▸ Task instructions: Would you copy each line of the data below that has "spine"?
(Working data)
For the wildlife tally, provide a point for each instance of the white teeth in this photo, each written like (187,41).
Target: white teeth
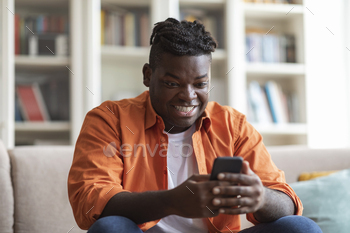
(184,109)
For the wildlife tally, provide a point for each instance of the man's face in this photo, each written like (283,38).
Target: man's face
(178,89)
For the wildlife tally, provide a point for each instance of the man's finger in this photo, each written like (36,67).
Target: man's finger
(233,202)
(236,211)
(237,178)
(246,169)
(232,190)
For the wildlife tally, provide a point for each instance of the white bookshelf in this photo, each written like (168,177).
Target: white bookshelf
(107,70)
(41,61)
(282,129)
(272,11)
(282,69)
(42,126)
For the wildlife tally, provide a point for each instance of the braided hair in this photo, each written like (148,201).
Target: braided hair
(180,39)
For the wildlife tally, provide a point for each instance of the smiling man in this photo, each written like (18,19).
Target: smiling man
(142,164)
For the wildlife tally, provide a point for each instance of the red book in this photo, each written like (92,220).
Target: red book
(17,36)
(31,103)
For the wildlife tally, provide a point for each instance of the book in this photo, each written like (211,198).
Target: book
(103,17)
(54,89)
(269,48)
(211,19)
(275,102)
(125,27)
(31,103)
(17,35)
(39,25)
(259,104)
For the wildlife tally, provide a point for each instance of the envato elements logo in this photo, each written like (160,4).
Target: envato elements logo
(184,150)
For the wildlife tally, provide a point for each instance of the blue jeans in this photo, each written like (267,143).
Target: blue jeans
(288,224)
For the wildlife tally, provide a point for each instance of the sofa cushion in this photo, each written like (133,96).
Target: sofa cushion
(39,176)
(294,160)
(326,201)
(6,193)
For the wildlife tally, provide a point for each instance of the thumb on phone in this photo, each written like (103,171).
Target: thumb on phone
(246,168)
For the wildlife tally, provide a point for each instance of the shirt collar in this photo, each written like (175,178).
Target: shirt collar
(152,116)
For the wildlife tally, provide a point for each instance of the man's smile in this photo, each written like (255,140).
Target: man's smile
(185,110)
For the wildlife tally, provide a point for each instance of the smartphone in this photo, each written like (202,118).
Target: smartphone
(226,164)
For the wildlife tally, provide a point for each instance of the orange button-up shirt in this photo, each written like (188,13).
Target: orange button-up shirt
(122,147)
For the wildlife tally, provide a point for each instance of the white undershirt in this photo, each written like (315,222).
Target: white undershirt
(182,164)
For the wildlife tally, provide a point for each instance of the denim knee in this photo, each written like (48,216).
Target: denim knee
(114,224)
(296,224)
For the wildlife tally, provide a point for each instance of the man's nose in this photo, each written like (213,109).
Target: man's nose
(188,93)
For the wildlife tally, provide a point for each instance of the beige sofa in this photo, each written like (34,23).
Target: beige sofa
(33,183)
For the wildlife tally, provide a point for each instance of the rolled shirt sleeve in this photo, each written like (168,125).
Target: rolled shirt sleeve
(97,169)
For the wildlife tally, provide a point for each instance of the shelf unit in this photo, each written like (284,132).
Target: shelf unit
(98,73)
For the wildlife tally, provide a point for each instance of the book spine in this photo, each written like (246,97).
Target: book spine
(End Working data)
(Working data)
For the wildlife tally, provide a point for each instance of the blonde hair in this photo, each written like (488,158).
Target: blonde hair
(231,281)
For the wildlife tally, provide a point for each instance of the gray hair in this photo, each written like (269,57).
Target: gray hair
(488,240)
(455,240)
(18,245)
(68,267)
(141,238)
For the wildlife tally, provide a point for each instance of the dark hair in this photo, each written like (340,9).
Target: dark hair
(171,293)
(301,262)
(End Working data)
(Working data)
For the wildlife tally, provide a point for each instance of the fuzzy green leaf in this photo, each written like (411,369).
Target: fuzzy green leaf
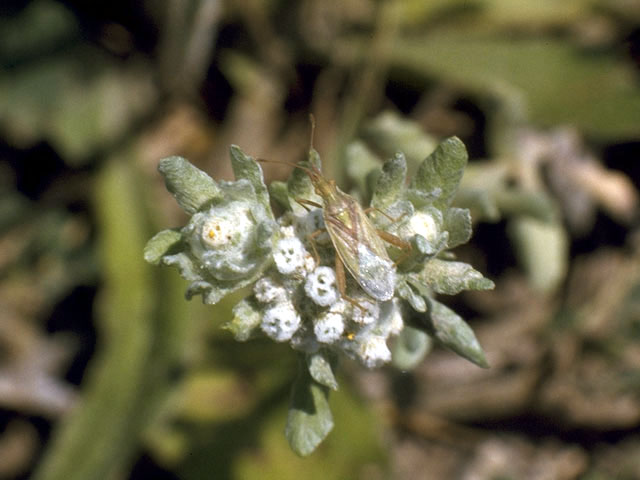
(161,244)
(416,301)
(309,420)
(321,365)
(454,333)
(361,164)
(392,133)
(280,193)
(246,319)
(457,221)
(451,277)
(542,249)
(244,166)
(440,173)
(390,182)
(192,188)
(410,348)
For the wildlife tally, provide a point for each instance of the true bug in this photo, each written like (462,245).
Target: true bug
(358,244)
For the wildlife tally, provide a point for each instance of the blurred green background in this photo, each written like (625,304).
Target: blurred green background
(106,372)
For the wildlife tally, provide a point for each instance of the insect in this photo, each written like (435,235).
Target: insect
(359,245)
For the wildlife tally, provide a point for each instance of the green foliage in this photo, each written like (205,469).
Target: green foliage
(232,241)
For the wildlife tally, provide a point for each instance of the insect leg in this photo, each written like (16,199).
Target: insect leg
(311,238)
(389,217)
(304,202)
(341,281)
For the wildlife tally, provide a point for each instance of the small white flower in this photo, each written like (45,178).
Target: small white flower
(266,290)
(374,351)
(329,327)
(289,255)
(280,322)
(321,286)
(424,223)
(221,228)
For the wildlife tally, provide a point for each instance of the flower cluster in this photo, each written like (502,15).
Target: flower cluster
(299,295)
(End Working data)
▸ Your solution:
For the wildlife tally, provide a point for each instance of the book spine in this photo, each written like (246,97).
Target: book spine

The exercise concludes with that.